Requirement 1:
In the article below, which startup makes Ivy?
Requirement 2:
Reproduce the passage in the article below, starting with "Playa Vista entrepreneur" and going on through "across the country.".

Text segment:
※ ※ ※

Playa Vista entrepreneur Raj Singh is changing the hotel industry with Artificial Intelligence
by Andy Vasoyan
As Siri, Alexa and Google Assistant continue their pleasant-voiced infiltration of homes, appliances and cell phones, another affable Artificial Intelligence — Ivy — has been quietly staking her claim.
While Siri inhabits an iPhone, Alexa her Echo, and Google Assistant hangs out in the office and home, Ivy is a more itinerant sort: She’s the world’s largest travel chatbot, working in hotels across the country.
A product of Santa Monica-based startup Go Moment, Ivy represents groups ranging from stalwart Sheraton and Hilton hotels to glitzy Vegas playgrounds like Caesar’s Palace and the Hard Rock Hotel. She’s often the first interaction with a hotel that many of the guests will have, so Ivy greets them by name, offers fresh towels, some drinks by the pool, and many things besides. Satisfied guests have asked Ivy on dates, offered cash tips, even proposed marriage. So how did Ivy become a digital concierge par excellence?

※ ※ ※

Record extracts:

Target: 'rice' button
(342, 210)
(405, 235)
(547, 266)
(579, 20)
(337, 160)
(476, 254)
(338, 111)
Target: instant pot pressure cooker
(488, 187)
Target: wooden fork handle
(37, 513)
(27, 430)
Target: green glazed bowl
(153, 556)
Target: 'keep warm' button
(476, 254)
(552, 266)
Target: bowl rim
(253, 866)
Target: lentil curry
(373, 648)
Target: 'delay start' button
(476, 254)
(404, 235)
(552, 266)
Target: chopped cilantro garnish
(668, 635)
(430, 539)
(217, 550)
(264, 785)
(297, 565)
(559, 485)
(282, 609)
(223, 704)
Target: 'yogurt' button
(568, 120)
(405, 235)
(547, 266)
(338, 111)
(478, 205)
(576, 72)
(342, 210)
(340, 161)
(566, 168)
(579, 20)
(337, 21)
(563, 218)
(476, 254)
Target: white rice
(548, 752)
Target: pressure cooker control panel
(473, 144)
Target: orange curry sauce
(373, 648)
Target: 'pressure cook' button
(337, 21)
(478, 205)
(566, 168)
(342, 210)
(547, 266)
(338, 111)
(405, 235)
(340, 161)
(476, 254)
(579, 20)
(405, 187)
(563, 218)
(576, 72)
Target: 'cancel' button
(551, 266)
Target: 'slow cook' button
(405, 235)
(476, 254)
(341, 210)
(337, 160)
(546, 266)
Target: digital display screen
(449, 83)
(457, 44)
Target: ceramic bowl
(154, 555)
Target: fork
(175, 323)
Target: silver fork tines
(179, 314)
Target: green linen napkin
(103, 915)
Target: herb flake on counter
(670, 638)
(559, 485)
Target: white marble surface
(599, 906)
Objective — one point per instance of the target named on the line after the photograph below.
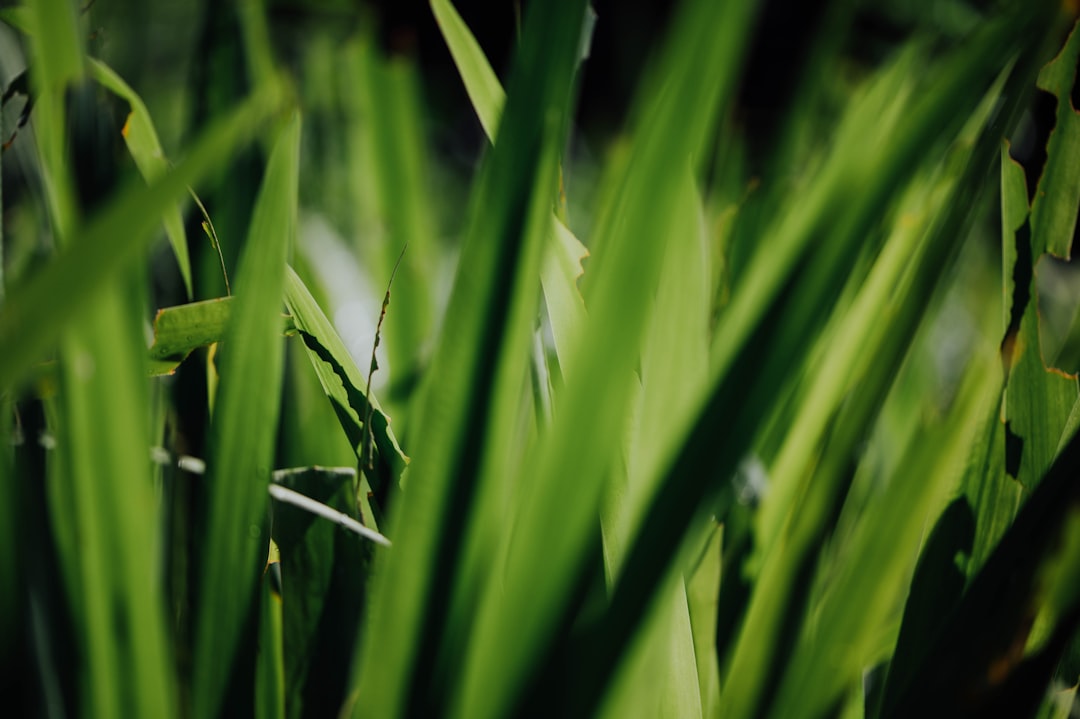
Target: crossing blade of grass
(177, 330)
(145, 148)
(37, 310)
(103, 435)
(244, 429)
(491, 290)
(346, 387)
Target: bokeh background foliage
(728, 366)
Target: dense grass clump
(766, 405)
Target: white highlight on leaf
(296, 499)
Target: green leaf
(576, 456)
(177, 330)
(564, 252)
(702, 595)
(57, 58)
(270, 670)
(145, 148)
(345, 385)
(244, 429)
(324, 572)
(36, 311)
(107, 489)
(478, 354)
(485, 92)
(1057, 194)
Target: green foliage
(786, 444)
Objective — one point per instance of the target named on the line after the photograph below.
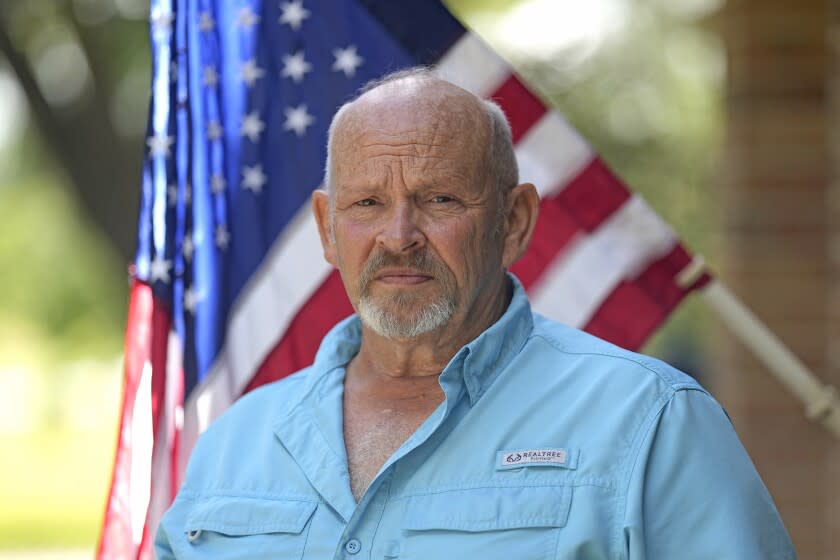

※ ※ ※

Expected answer 1:
Ivy is a product of the Santa Monica-based startup Go Moment.

Expected answer 2:
Playa Vista entrepreneur Raj Singh is changing the hotel industry with Artificial Intelligence
by Andy Vasoyan
As Siri, Alexa and Google Assistant continue their pleasant-voiced infiltration of homes, appliances and cell phones, another affable Artificial Intelligence — Ivy — has been quietly staking her claim.
While Siri inhabits an iPhone, Alexa her Echo, and Google Assistant hangs out in the office and home, Ivy is a more itinerant sort: She’s the world’s largest travel chatbot, working in hotels across the country.